Textauszug
Die Forderung nach einer „Weltpolizei“ lässt zwei Aspekte unberücksichtigt: Erstens entsteht Völkerrecht nicht im luftleeren Raum, sondern ist von internationalen Machtkonstellationen geprägt. Völkerrecht wird von Staaten gemacht – von den gleichen Akteuren also, die sich daran halten sollen. Dies ist der große Unterschied zum nationalstaatlichen Recht. Wenn derzeit kein internationales legitimes Gewaltmonopol besteht, dann weil dies nicht den Interessen der (mächtigsten) Staaten entsprechen würde. Daher ist es vielleicht sogar zu begrüßen, dass keine Weltpolizei existiert – sie würde wahrscheinlich der Nato mehr ähneln als der UNO. Denn die Vereinten Nationen, die an ihren völkerrechtlichen – und das heißt im internationalen Raum: demokratischen – Prinzipien festhalten, handeln sich immer wieder den Vorwurf der Machtlosigkeit ein. Dass dies nicht die Art von Sicherheit und Ordnung ist, die sich die Nato vorstellt, daraus macht sie seit ihrem Strategiewechsel 1999 keinen Hehl mehr.

Zweitens ist es unrichtig, dass die einzige sinnvolle Weiterentwicklung des Völkerrechts darin besteht, Sanktionsmechanismen zu entwickeln. Übertragen auf einen Nationalstaat würde das bedeuten, dass erhöhte Legitimität erreicht wird, indem die Regierung gestärkt wird – und nicht das Parlament oder die Gerichte. Eine solche Entwicklung würde zu Recht als Demokratiedefizit kritisiert – und dafür gibt es auch schon Beispiele, etwa als der Bundestag die neue Nato-Strategie stillschweigend billigte.

Es ist stattdessen auf internationaler Ebene wichtig, immer weiter daran zu arbeiten, dass Staaten ihre bereits bestehenden völkerrechtlichen Verpflichtungen ernst nehmen und freiwillig Souveränität abgeben. Indem sie etwa das Statut für einen Internationalen Strafgerichtshof ratifizieren. Bislang haben dies erst 34 Staaten getan (zuletzt die Schweiz im Juni) – nötig sind jedoch 60 Länder, damit eine unabhängige, internationale Instanz entsteht, die Kriegsverbrecher und Verantwortliche für Völkermord und Verbrechen aburteilen kann.

Rohmaterial

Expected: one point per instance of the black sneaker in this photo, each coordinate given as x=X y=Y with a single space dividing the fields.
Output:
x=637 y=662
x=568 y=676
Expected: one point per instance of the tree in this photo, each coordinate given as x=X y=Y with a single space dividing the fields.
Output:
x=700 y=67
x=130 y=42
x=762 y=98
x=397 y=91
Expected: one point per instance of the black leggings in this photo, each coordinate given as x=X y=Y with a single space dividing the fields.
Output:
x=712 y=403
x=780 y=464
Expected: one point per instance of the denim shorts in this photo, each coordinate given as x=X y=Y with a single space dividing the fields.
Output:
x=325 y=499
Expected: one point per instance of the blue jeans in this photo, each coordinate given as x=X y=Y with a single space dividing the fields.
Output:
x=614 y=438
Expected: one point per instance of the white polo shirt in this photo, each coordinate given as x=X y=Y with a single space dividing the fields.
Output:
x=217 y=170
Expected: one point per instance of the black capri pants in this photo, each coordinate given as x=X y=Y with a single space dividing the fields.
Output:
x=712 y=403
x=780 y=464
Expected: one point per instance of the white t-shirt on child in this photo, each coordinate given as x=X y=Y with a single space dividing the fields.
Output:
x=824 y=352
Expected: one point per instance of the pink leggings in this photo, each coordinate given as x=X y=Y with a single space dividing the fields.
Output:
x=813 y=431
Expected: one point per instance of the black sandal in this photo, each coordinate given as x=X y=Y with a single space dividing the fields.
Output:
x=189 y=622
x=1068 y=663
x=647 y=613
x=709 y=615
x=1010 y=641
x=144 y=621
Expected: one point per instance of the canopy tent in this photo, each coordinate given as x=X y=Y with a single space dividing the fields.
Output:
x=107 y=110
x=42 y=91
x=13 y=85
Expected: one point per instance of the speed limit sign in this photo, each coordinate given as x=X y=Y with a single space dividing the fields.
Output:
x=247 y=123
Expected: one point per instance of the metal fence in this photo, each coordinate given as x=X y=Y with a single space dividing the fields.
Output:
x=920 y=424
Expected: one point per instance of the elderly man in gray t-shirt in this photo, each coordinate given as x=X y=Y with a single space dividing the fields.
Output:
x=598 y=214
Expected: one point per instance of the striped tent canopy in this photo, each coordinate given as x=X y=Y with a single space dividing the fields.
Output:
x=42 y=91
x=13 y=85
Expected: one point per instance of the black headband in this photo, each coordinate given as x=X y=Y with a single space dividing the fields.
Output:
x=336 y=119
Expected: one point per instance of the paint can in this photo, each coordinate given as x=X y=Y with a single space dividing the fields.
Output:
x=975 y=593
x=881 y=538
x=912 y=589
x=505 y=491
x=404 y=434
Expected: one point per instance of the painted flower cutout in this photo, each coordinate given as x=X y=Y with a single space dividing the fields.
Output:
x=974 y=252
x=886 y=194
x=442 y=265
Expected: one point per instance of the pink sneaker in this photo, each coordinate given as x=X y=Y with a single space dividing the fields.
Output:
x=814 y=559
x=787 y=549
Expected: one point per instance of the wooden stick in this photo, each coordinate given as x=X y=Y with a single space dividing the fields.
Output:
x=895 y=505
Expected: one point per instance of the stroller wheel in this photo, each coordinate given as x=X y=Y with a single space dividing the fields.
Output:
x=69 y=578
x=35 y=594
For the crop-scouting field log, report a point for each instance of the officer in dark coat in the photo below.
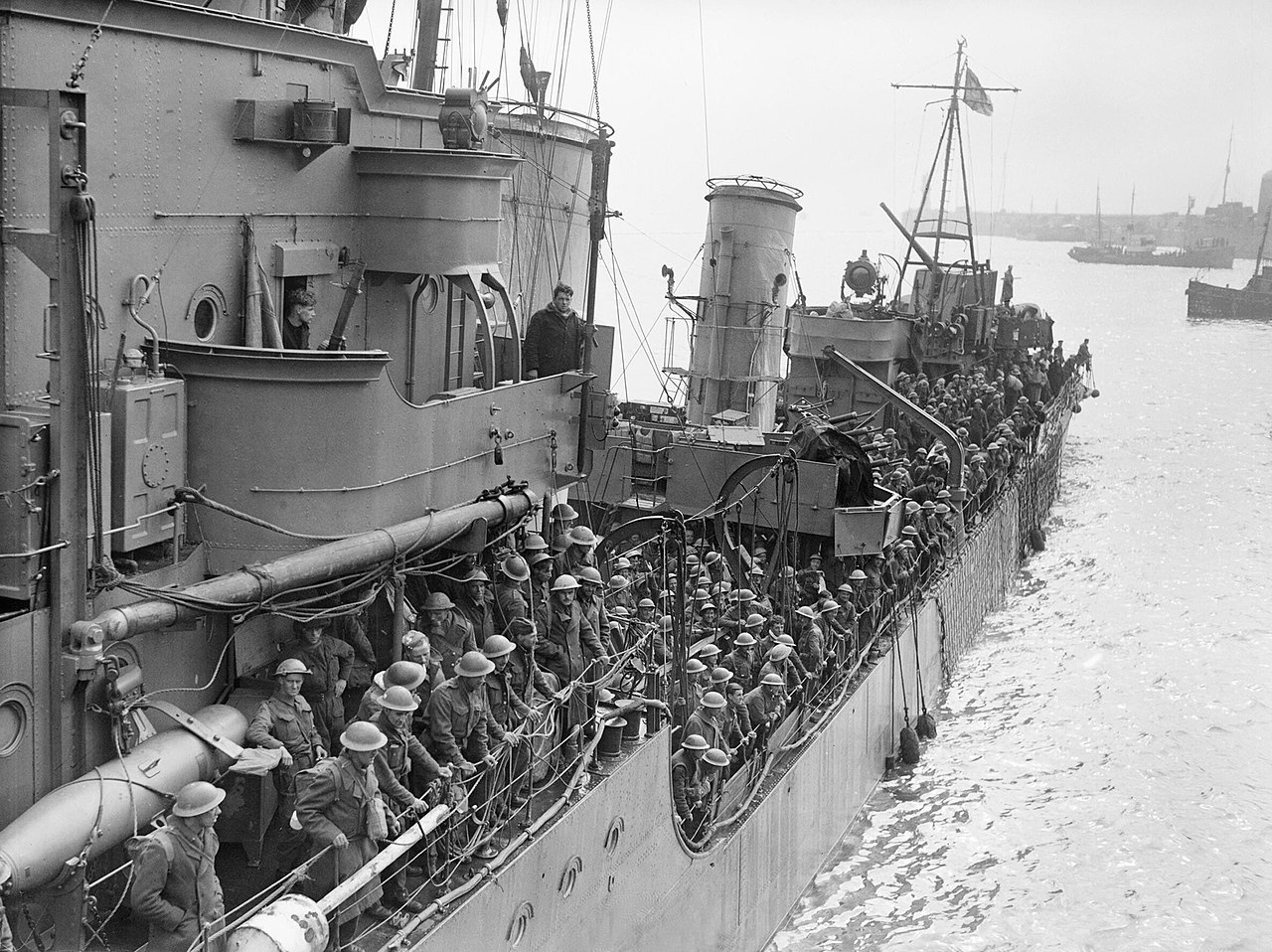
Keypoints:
(562, 648)
(286, 721)
(554, 339)
(175, 884)
(330, 662)
(334, 803)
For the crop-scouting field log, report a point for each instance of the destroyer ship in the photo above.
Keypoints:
(181, 489)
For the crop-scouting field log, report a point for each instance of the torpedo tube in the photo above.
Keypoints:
(96, 811)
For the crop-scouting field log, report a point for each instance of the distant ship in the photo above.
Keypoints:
(1144, 249)
(1249, 303)
(1208, 252)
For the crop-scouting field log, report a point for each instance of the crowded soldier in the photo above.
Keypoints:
(531, 657)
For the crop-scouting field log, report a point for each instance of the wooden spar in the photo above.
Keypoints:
(325, 562)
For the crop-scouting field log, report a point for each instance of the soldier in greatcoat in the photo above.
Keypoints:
(562, 648)
(330, 662)
(400, 757)
(449, 634)
(689, 790)
(286, 721)
(175, 884)
(334, 805)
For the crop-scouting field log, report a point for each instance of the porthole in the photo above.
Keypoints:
(207, 308)
(16, 707)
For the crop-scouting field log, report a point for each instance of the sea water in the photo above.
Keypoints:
(1103, 773)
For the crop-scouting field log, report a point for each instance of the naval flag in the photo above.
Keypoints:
(975, 95)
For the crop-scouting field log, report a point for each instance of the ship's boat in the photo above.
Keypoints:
(176, 509)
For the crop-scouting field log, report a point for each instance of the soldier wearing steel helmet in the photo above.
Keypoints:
(449, 635)
(764, 704)
(566, 648)
(335, 806)
(175, 884)
(459, 716)
(473, 604)
(330, 662)
(510, 590)
(687, 783)
(510, 711)
(396, 762)
(579, 552)
(285, 721)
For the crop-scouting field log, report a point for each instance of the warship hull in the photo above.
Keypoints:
(1209, 302)
(580, 884)
(1193, 257)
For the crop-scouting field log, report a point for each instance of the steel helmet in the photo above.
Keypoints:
(581, 536)
(563, 511)
(363, 735)
(475, 665)
(496, 647)
(404, 674)
(516, 567)
(196, 798)
(291, 666)
(398, 698)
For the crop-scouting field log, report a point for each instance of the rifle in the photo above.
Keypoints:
(346, 306)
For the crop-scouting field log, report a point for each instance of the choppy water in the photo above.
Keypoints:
(1103, 776)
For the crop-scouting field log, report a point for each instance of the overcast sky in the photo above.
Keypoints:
(1125, 93)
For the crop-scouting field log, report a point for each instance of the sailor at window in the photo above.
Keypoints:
(302, 307)
(554, 340)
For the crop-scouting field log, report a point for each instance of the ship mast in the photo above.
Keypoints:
(952, 136)
(1227, 166)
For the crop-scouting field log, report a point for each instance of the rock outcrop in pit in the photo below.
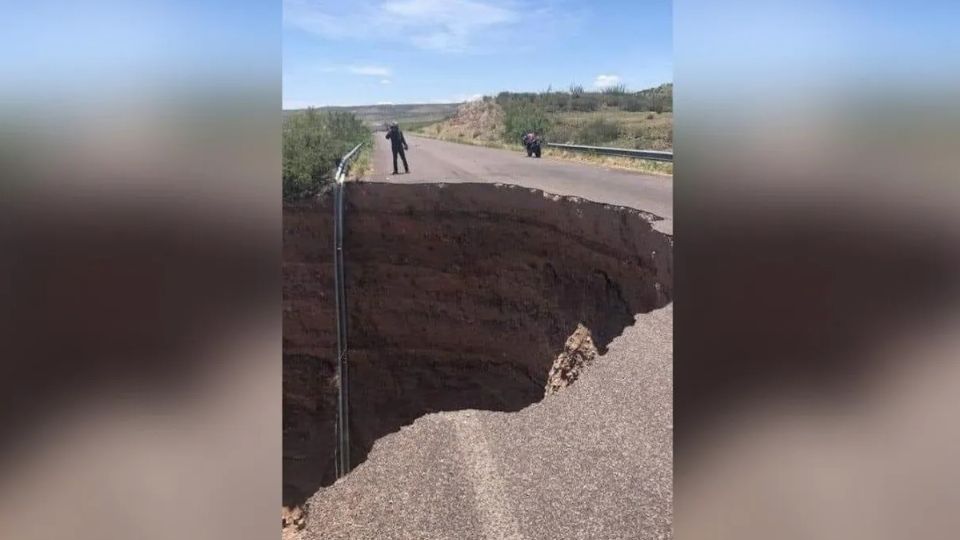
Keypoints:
(460, 296)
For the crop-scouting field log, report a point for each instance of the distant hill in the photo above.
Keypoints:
(417, 113)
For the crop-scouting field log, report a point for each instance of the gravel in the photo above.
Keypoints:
(594, 461)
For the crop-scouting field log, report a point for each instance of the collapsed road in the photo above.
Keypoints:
(463, 299)
(440, 161)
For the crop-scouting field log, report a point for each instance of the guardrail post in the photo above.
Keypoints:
(342, 454)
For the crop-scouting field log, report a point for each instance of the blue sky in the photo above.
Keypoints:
(418, 51)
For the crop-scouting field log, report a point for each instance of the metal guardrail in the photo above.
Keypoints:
(343, 373)
(655, 155)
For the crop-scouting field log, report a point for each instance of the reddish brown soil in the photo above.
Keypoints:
(460, 296)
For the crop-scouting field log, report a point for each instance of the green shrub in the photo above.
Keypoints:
(313, 143)
(522, 117)
(598, 131)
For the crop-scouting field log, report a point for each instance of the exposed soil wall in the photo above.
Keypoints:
(459, 296)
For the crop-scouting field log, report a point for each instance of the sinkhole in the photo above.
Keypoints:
(459, 296)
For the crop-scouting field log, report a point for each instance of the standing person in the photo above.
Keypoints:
(398, 144)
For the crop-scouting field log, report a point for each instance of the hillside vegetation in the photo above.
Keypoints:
(313, 143)
(615, 117)
(574, 117)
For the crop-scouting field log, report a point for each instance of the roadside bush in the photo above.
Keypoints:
(522, 117)
(313, 142)
(598, 131)
(562, 133)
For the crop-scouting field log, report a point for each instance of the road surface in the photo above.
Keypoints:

Aufgaben
(A) Wie viele Länder müssen laut dem Textauszug das Statut für einen Internationalen Strafgerichtshof ratifizieren, damit eine unabhängige internationale Instanz entsteht?
(B) Ändere im Textauszug die Stelle zwischen „Es ist stattdessen“ und „Verbrechen aburteilen kann.“ einschließlich so, dass „Juni“ durch „Mai“ ersetzt ist, und gib sie wieder.
Stütze dich dabei ausschließlich auf den Textauszug.

Gelöste Aufgaben
(A) 60 Länder.

(B)
Es ist stattdessen auf internationaler Ebene wichtig, immer weiter daran zu arbeiten, dass Staaten ihre bereits bestehenden völkerrechtlichen Verpflichtungen ernst nehmen und freiwillig Souveränität abgeben. Indem sie etwa das Statut für einen Internationalen Strafgerichtshof ratifizieren. Bislang haben dies erst 34 Staaten getan (zuletzt die Schweiz im Mai) – nötig sind jedoch 60 Länder, damit eine unabhängige, internationale Instanz entsteht, die Kriegsverbrecher und Verantwortliche für Völkermord und Verbrechen aburteilen kann.